* **Given task**: Can you extract all of the records below and reproduce every line word for word?

Data extracted from a collection:
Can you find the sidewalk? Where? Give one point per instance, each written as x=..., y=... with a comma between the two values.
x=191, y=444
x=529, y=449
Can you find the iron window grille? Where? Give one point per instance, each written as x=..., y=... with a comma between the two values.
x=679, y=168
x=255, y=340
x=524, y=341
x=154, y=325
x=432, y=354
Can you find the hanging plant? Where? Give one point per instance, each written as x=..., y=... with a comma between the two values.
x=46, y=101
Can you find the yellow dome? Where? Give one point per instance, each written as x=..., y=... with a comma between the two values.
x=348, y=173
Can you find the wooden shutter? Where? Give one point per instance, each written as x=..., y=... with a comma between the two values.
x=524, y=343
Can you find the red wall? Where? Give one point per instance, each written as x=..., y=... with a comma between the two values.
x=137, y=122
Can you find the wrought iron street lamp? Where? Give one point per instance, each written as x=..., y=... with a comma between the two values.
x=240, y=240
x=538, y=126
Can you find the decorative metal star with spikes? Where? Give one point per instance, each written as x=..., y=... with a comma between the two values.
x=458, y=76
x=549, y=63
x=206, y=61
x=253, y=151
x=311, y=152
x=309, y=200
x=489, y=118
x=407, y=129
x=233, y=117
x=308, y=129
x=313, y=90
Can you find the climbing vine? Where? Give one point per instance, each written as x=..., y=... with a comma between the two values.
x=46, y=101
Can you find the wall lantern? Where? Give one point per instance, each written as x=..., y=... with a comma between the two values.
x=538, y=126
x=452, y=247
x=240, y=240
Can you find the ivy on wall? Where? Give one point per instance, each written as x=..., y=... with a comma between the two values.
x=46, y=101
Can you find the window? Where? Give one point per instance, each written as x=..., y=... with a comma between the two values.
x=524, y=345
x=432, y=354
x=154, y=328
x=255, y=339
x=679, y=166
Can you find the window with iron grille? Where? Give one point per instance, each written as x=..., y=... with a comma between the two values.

* **Final result**:
Can you find the sidewalk? Where? Give one point per instance, each written as x=..., y=... with a comma between the two values.
x=191, y=444
x=529, y=449
Can you find the iron window grille? Where? Give one point per instance, each written as x=..., y=... with a comma between the two values.
x=679, y=168
x=255, y=340
x=524, y=341
x=154, y=325
x=432, y=354
Can you find the hanging plant? Where? Give one point per instance, each written as x=..., y=... with a comma between the two values.
x=46, y=101
Can you find the yellow dome? Where? Give one point per instance, each written as x=..., y=... with a comma between the two values.
x=348, y=173
Can you find the wooden shutter? Where? Give one point per instance, each written as x=..., y=... with a comma between the two values.
x=524, y=343
Can you find the red wall? Where? Give one point per instance, each written as x=..., y=... with a comma between the two values.
x=137, y=122
Can you find the wrought iron street lamp? Where? Give one point per instance, each written as x=..., y=... with a comma between the two values.
x=240, y=240
x=538, y=126
Can you find the decorative metal star with spikes? Where? Give one point per instance, each written as x=..., y=... with a comma between the two values.
x=458, y=76
x=549, y=63
x=206, y=61
x=253, y=151
x=311, y=152
x=309, y=200
x=489, y=118
x=407, y=129
x=233, y=117
x=308, y=129
x=313, y=90
Can you find the climbing vine? Where? Give one point per instance, each written as x=..., y=... with a comma between the two values.
x=46, y=101
Can you find the wall lantern? Where? Give one point per instance, each written as x=..., y=... with a comma between the two values.
x=538, y=126
x=452, y=247
x=240, y=240
Can you find the ivy on wall? Where? Give one point per instance, each written as x=..., y=... with a comma between the two values.
x=46, y=101
Can you find the window? Where? Give one point per instance, each written as x=..., y=... with a comma between the two values.
x=524, y=345
x=432, y=354
x=154, y=328
x=255, y=339
x=679, y=166
Can you find the window with iron grille? Where? Give one point per instance, each written as x=..., y=... with a comma between the two values.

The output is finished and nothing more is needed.